Stored data entries
***

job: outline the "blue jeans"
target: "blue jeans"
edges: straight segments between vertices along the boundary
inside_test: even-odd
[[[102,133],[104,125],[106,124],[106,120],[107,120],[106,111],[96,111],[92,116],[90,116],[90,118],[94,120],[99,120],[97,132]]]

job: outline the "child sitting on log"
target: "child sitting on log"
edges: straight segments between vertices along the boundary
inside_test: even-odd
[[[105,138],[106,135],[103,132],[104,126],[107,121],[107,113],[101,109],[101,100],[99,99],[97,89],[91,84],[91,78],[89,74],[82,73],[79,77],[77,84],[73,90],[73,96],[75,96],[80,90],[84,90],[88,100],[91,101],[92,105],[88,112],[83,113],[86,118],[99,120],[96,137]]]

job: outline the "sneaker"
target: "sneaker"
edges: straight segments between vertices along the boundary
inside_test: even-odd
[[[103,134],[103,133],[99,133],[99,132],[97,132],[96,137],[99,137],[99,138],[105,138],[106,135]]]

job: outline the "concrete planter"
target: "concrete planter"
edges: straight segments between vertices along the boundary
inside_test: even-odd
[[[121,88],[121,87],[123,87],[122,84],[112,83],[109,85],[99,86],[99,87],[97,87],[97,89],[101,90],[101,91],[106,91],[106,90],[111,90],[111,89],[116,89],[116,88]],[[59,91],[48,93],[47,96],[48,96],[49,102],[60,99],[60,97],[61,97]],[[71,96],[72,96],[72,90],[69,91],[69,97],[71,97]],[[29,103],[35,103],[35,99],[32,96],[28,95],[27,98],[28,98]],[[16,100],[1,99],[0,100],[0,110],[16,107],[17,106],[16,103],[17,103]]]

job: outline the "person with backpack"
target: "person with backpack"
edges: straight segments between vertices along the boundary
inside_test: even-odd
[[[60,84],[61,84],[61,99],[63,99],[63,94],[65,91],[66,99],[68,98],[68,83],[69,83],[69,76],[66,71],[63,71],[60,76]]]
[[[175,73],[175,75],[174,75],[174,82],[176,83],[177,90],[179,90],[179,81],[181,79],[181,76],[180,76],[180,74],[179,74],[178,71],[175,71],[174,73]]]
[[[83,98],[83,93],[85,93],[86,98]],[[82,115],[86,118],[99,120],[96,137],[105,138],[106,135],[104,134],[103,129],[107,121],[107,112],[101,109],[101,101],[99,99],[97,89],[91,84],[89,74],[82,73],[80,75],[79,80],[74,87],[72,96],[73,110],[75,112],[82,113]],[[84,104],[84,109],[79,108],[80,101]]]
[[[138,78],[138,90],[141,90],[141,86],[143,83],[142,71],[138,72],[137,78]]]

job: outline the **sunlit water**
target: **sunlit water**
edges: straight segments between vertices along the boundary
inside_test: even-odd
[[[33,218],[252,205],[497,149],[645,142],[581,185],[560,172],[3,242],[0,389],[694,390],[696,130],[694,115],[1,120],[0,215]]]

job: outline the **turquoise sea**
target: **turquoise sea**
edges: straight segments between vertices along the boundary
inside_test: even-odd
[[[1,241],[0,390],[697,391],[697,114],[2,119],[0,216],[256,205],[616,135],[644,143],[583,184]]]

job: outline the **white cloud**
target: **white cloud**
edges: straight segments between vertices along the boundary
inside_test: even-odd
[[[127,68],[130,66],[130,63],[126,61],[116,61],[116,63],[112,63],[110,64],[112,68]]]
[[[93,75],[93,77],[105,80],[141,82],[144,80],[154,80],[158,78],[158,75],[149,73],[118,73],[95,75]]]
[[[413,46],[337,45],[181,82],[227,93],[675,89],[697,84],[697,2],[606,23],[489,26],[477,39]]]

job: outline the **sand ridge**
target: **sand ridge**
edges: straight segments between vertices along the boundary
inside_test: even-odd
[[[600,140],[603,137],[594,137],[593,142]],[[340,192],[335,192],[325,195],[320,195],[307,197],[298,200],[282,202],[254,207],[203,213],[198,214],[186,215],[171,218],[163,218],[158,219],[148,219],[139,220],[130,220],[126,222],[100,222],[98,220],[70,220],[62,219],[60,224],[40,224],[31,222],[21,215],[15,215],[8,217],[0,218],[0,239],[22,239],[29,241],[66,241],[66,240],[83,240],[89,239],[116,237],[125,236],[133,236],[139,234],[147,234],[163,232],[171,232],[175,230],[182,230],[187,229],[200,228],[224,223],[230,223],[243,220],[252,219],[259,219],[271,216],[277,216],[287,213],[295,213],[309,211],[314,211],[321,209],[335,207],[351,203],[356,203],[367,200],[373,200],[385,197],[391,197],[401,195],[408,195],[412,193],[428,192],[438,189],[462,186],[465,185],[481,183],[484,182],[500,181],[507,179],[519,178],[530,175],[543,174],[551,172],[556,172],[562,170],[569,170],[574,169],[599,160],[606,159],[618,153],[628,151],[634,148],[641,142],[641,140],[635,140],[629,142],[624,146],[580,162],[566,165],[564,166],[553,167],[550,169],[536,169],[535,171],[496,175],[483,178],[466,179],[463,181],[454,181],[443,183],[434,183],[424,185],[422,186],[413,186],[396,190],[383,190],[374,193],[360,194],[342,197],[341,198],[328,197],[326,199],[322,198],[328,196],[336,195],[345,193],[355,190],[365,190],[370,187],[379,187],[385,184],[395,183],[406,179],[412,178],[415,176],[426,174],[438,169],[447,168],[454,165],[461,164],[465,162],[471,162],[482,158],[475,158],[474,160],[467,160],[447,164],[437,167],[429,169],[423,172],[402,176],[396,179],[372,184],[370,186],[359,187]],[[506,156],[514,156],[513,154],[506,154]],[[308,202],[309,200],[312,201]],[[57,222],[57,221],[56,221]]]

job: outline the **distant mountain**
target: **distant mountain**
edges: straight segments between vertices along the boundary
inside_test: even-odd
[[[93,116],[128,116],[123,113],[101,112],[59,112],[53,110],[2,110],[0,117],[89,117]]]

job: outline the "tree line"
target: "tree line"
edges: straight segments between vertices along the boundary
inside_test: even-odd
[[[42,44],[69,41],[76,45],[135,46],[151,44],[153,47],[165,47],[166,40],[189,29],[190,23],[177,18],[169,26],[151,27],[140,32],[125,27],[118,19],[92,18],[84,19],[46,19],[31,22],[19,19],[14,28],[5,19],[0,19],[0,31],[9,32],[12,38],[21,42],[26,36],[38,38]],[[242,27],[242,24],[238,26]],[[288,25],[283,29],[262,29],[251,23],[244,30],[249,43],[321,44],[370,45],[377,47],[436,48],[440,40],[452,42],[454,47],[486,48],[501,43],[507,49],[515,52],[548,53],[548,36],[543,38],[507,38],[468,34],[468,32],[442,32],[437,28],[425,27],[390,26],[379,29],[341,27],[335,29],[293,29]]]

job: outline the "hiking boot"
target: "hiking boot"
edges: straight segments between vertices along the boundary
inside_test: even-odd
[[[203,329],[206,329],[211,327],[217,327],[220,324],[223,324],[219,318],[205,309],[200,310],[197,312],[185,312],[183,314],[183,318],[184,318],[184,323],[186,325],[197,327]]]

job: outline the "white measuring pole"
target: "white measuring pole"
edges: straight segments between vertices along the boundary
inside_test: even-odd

***

■ **WHAT IS ASKED**
Return each line above that contains the word "measuring", copied unchanged.

■ **COMPLETE OUTPUT**
job: outline the "white measuring pole"
target: "white measuring pole"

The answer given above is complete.